Requisitos da atividade
1. De acordo com a notícia sobre as negociações nucleares com o Irã, com que finalidade o chanceler iraniano está em Nova York? Responda em uma a três frases.
2. Retome a notícia sobre as negociações nucleares com o Irã a partir do ponto em que ela termina.
─── Texto de leitura ───
O chanceler iraniano, Javad Zarif, durante reunião bilateral com o secretário de Estado norte-americano, John Kerry, no dia 21 deste mês em Nova York. Foto: Cortesia ISNA
O chanceler iraniano, Javad Zarif, durante reunião bilateral com o secretário de Estado norte-americano, John Kerry, no dia 21 deste mês em Nova York. Foto: Cortesia ISNA

 

Washington, Estados Unidos, 24/9/2014 – O chanceler do Irã está em Nova York a fim de alcançar um acordo definitivo sobre o programa nuclear de seu país. Porém, o grupo extremista Estado Islâmico (EI) pesa como uma pedra sobre as negociações, por si só já tensas, enquanto Teerã e as potências mundiais reiniciam as conversações, paralelas à Assembleia Geral da Organização das Nações Unidas (ONU).

No dia 21, a agência Reuters assegurou que o Irã aplica uma estratégia de “toma lá, dá cá” ao utilizar o apoio que poderia proporcionar na luta contra o EI como forma de influir na negociação. Essa análise questionava algo em que os Estados Unidos e o Irã insistem: que as conversações se concentram exclusivamente na questão nuclear.
─── Extrato de dados ───
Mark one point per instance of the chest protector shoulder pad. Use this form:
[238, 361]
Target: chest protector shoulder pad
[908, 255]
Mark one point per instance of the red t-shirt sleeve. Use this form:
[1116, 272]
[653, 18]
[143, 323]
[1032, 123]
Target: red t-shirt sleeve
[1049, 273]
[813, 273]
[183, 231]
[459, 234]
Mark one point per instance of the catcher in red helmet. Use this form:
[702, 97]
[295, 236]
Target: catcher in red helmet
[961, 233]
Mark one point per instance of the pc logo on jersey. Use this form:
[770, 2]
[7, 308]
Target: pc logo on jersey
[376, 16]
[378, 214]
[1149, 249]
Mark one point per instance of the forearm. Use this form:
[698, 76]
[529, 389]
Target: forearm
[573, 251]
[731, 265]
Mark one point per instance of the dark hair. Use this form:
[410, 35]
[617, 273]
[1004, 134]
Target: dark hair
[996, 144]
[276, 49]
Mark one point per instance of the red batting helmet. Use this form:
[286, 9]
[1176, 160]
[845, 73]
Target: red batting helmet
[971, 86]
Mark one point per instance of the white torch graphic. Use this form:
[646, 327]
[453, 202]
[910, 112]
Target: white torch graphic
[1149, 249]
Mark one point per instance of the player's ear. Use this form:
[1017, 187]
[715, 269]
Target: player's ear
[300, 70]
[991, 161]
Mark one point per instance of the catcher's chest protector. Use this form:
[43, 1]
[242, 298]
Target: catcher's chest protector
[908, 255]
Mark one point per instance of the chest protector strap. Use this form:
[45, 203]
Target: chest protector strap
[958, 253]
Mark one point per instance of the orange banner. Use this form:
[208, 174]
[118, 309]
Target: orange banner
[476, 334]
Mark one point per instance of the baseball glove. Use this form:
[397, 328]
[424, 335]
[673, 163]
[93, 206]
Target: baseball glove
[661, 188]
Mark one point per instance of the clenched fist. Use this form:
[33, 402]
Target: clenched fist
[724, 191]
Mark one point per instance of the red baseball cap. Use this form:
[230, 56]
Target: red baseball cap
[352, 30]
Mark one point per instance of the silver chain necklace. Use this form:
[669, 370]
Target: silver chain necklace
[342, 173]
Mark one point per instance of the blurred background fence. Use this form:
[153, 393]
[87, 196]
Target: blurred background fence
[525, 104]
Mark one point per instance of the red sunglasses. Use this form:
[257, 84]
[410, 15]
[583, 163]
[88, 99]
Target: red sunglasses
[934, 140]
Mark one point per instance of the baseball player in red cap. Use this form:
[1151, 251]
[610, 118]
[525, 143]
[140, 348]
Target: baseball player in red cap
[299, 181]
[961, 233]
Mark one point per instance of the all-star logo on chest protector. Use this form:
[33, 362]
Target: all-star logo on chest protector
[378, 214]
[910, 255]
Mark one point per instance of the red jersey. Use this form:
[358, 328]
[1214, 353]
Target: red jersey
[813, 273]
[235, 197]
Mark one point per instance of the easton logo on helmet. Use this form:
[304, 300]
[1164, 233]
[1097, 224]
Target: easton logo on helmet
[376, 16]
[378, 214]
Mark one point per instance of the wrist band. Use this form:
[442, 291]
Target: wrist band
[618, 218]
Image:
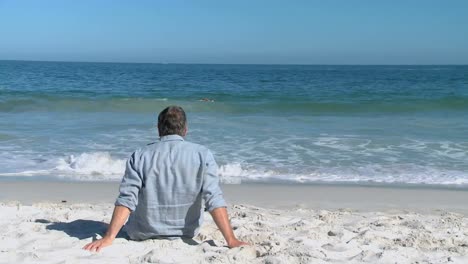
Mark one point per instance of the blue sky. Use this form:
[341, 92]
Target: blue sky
[264, 32]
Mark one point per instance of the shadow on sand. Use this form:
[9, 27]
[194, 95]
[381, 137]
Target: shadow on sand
[83, 229]
[80, 229]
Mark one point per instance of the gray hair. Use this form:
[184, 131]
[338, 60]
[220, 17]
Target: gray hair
[172, 121]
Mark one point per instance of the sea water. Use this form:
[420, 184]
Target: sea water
[268, 123]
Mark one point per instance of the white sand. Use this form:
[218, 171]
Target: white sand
[55, 233]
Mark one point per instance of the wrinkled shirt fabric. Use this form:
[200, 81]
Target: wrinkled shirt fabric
[165, 185]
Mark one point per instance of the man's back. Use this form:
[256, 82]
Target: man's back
[164, 185]
[163, 188]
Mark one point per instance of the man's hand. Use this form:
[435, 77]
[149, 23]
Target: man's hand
[221, 219]
[236, 243]
[97, 245]
[119, 217]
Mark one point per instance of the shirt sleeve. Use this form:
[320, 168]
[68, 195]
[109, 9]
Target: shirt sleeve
[211, 190]
[130, 186]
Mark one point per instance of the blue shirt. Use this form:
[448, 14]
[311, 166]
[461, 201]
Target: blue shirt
[164, 186]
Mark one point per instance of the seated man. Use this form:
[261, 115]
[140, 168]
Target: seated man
[164, 186]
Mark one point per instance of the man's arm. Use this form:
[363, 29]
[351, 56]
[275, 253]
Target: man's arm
[119, 217]
[214, 201]
[124, 205]
[221, 219]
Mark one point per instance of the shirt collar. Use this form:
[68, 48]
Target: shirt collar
[171, 138]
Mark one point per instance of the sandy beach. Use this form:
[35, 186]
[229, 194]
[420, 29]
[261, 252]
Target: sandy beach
[284, 224]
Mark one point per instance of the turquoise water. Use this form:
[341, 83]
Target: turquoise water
[360, 124]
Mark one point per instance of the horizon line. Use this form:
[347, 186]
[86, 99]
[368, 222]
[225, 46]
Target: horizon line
[259, 64]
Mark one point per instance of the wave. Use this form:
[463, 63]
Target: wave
[102, 166]
[279, 106]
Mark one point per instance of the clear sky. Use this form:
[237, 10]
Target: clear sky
[250, 31]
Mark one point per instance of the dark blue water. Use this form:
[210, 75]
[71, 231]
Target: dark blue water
[387, 124]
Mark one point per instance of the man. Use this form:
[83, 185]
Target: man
[163, 188]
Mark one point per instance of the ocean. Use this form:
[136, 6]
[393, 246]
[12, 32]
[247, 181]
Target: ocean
[264, 123]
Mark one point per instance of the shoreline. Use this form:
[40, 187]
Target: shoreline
[271, 195]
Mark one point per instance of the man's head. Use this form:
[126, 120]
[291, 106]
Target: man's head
[172, 121]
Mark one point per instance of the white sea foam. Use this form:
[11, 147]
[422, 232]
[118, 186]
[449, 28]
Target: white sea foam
[99, 165]
[103, 166]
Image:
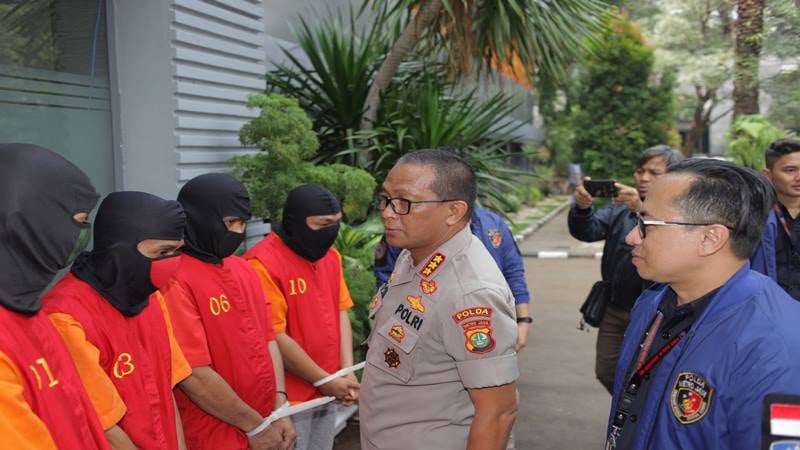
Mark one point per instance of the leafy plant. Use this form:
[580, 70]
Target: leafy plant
[357, 249]
[524, 35]
[286, 143]
[332, 84]
[624, 107]
[749, 138]
[440, 116]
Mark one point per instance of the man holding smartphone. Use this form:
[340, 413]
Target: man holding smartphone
[612, 223]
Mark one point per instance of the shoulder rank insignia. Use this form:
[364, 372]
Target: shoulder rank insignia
[690, 398]
[427, 287]
[415, 302]
[479, 337]
[397, 333]
[495, 236]
[430, 267]
[391, 357]
[475, 311]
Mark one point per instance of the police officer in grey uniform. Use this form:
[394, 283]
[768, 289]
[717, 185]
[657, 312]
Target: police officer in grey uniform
[441, 364]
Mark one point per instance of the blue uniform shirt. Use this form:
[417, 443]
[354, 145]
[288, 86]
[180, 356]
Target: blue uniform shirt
[490, 228]
[708, 391]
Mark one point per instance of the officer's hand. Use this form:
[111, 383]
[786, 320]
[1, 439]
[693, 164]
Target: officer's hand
[522, 335]
[582, 197]
[279, 435]
[345, 389]
[627, 196]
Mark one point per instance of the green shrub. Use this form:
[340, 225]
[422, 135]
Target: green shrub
[749, 138]
[357, 248]
[286, 142]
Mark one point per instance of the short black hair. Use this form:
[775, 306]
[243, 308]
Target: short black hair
[725, 193]
[454, 177]
[665, 152]
[779, 148]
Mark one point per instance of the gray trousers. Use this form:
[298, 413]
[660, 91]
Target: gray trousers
[315, 428]
[609, 341]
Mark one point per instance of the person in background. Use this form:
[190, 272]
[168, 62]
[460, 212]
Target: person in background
[302, 277]
[222, 321]
[778, 254]
[441, 366]
[612, 223]
[711, 339]
[45, 203]
[117, 327]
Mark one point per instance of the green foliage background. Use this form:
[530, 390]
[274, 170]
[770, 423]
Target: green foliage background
[283, 134]
[749, 138]
[623, 107]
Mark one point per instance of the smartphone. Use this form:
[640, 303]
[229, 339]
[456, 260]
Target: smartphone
[600, 188]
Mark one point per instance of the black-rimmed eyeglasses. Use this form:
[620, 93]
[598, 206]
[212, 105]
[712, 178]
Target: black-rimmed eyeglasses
[401, 206]
[642, 224]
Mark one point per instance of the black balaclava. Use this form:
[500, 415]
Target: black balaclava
[115, 267]
[207, 199]
[302, 202]
[40, 191]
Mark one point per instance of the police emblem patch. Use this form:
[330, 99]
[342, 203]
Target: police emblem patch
[380, 251]
[397, 332]
[479, 339]
[691, 397]
[436, 260]
[374, 303]
[391, 357]
[427, 287]
[415, 302]
[495, 236]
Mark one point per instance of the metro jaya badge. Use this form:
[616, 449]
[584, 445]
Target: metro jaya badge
[427, 287]
[397, 332]
[392, 358]
[691, 397]
[495, 236]
[479, 340]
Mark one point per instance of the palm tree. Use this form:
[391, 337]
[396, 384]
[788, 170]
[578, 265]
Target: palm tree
[749, 28]
[541, 35]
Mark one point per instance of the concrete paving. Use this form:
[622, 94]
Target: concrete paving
[562, 405]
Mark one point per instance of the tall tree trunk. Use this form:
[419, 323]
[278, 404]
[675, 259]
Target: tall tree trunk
[749, 28]
[701, 118]
[425, 16]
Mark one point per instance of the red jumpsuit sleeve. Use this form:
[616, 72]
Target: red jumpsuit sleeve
[187, 324]
[20, 427]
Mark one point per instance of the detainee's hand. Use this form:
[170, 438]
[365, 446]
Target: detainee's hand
[345, 389]
[279, 435]
[522, 335]
[627, 196]
[582, 197]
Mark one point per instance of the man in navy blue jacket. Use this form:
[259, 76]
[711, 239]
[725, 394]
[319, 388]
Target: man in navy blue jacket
[778, 254]
[711, 338]
[497, 238]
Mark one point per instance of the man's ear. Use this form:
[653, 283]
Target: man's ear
[457, 212]
[713, 239]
───
Respostas finais
1. O chanceler iraniano está em Nova York a fim de alcançar um acordo definitivo sobre o programa nuclear de seu país. As conversações com as potências mundiais ocorrem paralelamente à Assembleia Geral da ONU.

2.
Mas um funcionário de alto escalão que participa das negociações disse à IPS que seu país não incluiu o tema do Iraque nas conversações com o grupo de países do P5+1, integrado por China, Estados Unidos, França, Grã-Bretanha e Rússia, mais Alemanha. “Já temos o suficiente no prato com a questão nuclear”, assegurou o funcionário, que pediu para ficar no anonimato, por meio de um e-mail enviado no dia 21.

O chanceler francês, Laurent Fabius, confirmou à IPS o comentário do funcionário iraniano durante uma entrevista em Nova York transmitida, no dia 22, pela organização independente Conselho de Relações Exteriores (CFR). “Os iranianos não nos pediram para trazer o radical EI às negociações. Estas são questões diferentes”, afirmou.

Seja ou não o Estado Islâmico um dos temas das negociações nucleares em curso, o Irã parece explorar diversas vias para combater os avanços dessa organização extremista sunita no Iraque e na Síria. Embora historicamente o xiita Irã e a sunita Arábia Saudita mantenham relações frias, já que ambos pretendem ser a potência dominante na região, a ameaça representada pelo EI poderia aproximá-los.

O chanceler iraniano, Javad Zarif, descreveu a reunião que manteve por uma hora, no dia 21, com seu colega saudita em Nova York como “um novo capítulo nas relações” dos dois países, segundo a agência estatal de notícias iraniana Irna. “Podemos chegar a um acordo sobre os meios para lutar contra essa crise extremamente delicada”, afirmou.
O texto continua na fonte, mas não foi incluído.